_Okuma metni_:
----------------

Gözünüz aydın, Oscar'a girdik.
Dereceye değilse bile mutfağına girdik.
Bu Oscar ödüllerini çok matah bir şey sanıyoruz ya... Tıpkı Nobel gibi...
Orada sözü geçecek bir tek film bile üretemiyoruz.
Her yıl kendimizce aday gösterdiğimiz filmimiz bizim burada çok pohpohlanıyor, çok abartılıyor ama orada dikkate alınmıyor. Ön elemeyi geçemiyor.
Zaten bir tek dal söz konusu... En iyi yabancı film dalı... Onun dışında hiçbir alanda yarışmaya katılman mümkün değil.
Niçin en iyi yabancı filmi bir türlü üretemiyoruz?
Niçin Fransa ve İtalya'da "entel eleştirmenlerin" gönlünü fetheden karanlık ve sıkıcı filmler üstatları Nuri Bilge Ceylan ve Ferzan Özpetek dışında, şöyle ağzı burnu düzgün bir film yapıp da kendinden söz ettiren bir yönetmenimiz yok?
Yılmaz Güney mi diyeceksiniz? Sol ölünce o da öldü.
Çağan Irmak diyeceksiniz... Ama o "kaliteli Yeşilçam sineması" yapıyor.

----------------

_Verilen malzeme_:
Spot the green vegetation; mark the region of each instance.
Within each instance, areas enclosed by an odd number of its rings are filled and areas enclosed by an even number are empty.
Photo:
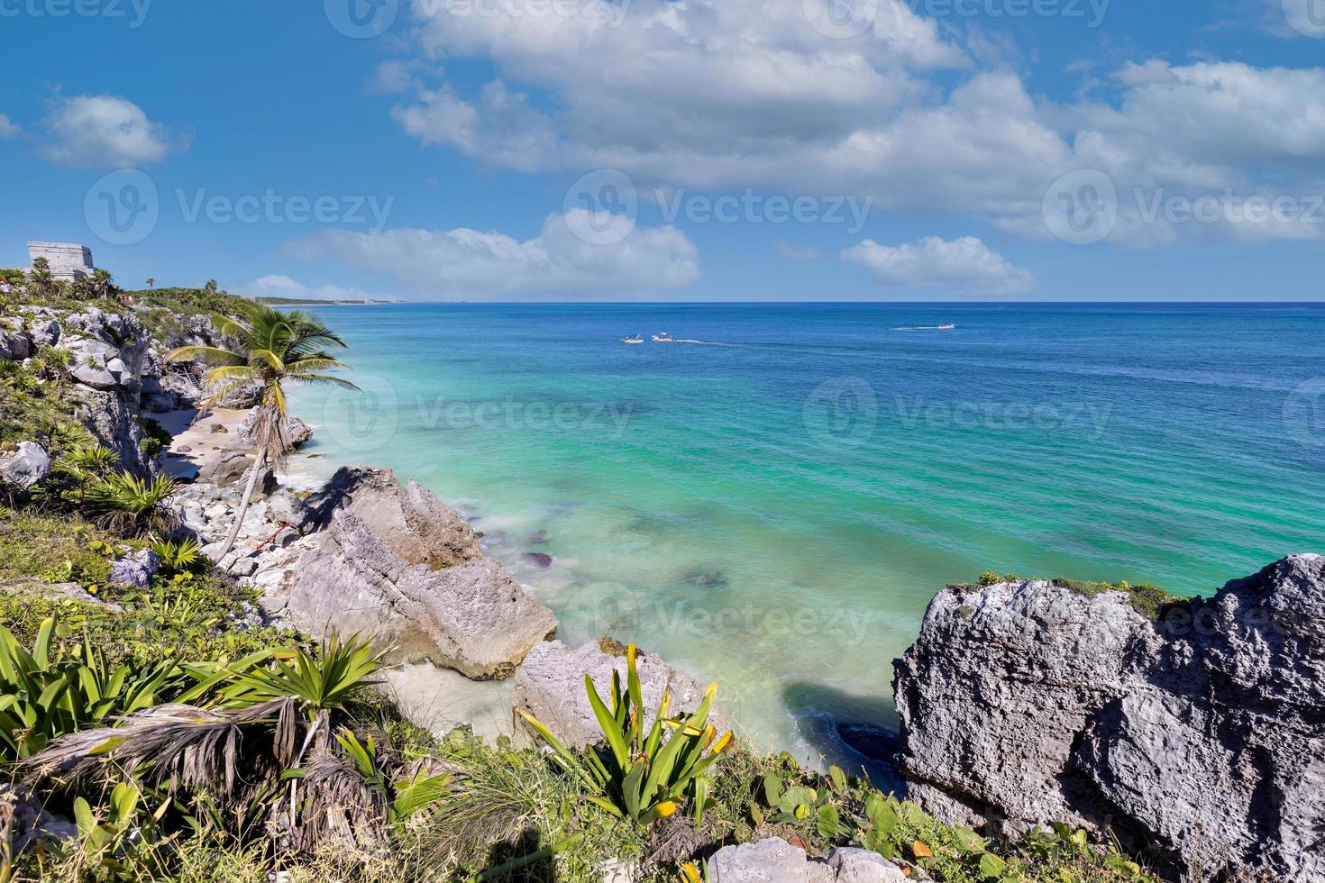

----------------

_Görev 1_: Oscar ve Türk sineması üzerine yazıyı iki cümleyle özetleyin.
_Görev 2_: Oscar ve Türk sineması yazısında "Dereceye değilse bile" ile başlayıp "Ön elemeyi geçemiyor." ile biten bölümü hiç değiştirmeden tekrar yazın.
_Görev 3_: Oscar ve Türk sineması üzerine yazının devamını getirin.
Bu malzeme metinden ayrı bir içeriktir.

_Cevap alanı 1_: Yazıda, Oscar ödüllerini çok önemli bir şey sandığımız hâlde orada sözü geçecek tek bir film bile üretemediğimiz, her yıl aday gösterdiğimiz filmin burada çok övülüp ön elemeyi geçemediği söyleniyor. Ayrıca yalnızca en iyi yabancı film dalında yarışılabildiği belirtiliyor ve Nuri Bilge Ceylan ile Ferzan Özpetek dışında kendinden söz ettiren bir yönetmenimizin neden olmadığı soruluyor.

_Cevap alanı 2_:
Dereceye değilse bile mutfağına girdik.
Bu Oscar ödüllerini çok matah bir şey sanıyoruz ya... Tıpkı Nobel gibi...
Orada sözü geçecek bir tek film bile üretemiyoruz.
Her yıl kendimizce aday gösterdiğimiz filmimiz bizim burada çok pohpohlanıyor, çok abartılıyor ama orada dikkate alınmıyor. Ön elemeyi geçemiyor.

_Cevap alanı 3_:
Olsun, "İspanyol Yeşilçam'ı" yapan ve "gay zevkini" yansıtan bir Pedro Almodovar niçin fırtınalar koparıyor da bizimkiler esinti bile yaratamıyorlar? Bizde kaliteli gay darlığı mı çekiliyor?
Bari birçok İspanyol gibi korku filmlerine yönelsek... Var olmasına var, korkutmayan korku filmlerimiz ama birbirinden hışır...
Niçin doğru düzgün bir "B serisi" üretemiyoruz?
Niçin televizyon dizilerimizin çoğu birbirinden dıngıl?
Yeşilçam sineması ölünce yepyeni bir sinemacı kuşağı geldi, reklam sektörünün de yardımıyla "tekniğimiz" çok gelişti. Hele o aşağılık "dublaj" ortadan kalkıp sesli çekim başlayınca, yani Batı'nın 1927 yılında başardığını biz ancak seksenli yıllarda başarınca...
Artık en kofti filmde bile kabak ışık, kelek dekor, şişirme kostüm yok.
Bu nedenle, hayatta kalan tek tük Yeşilçamcı köşesine çekildi, artık onlara iş de yok.
Gene de... "İyi" sinema yapılıyor ama "büyük" sinemayı bir türlü doğuramıyoruz.
Yüzde yüz "yerli ve milli" filmler yapan Ezel Akay'ın kıymeti de anlaşılmış değildir.
***
Fakat sevinebilirsiniz: Oscar töreninin mutfağına girmişiz.
Dünyaca ünlü şef Wolfgang Puck pişiriyormuş, biz tanımıyoruz.
Bu sene Karadeniz pidesi yapacakmış.
Ben onu İstanbul'da fiyakalı bir lokantada "Pizza Mista della Mare Nera" adıyla yemiştim... Fiyatı beş misliydi elbette.
Şef Puck, konuklara kuru kayısı da verecekmiş.
Bir ara THY uçaklarında veriyorlardı.
Puck bize de güzel bir öğüt veriyor:
"Kebabın dışına çıkın!" Bir de "mangal yapmayın" desin de burada herkesin nefretini kazansın!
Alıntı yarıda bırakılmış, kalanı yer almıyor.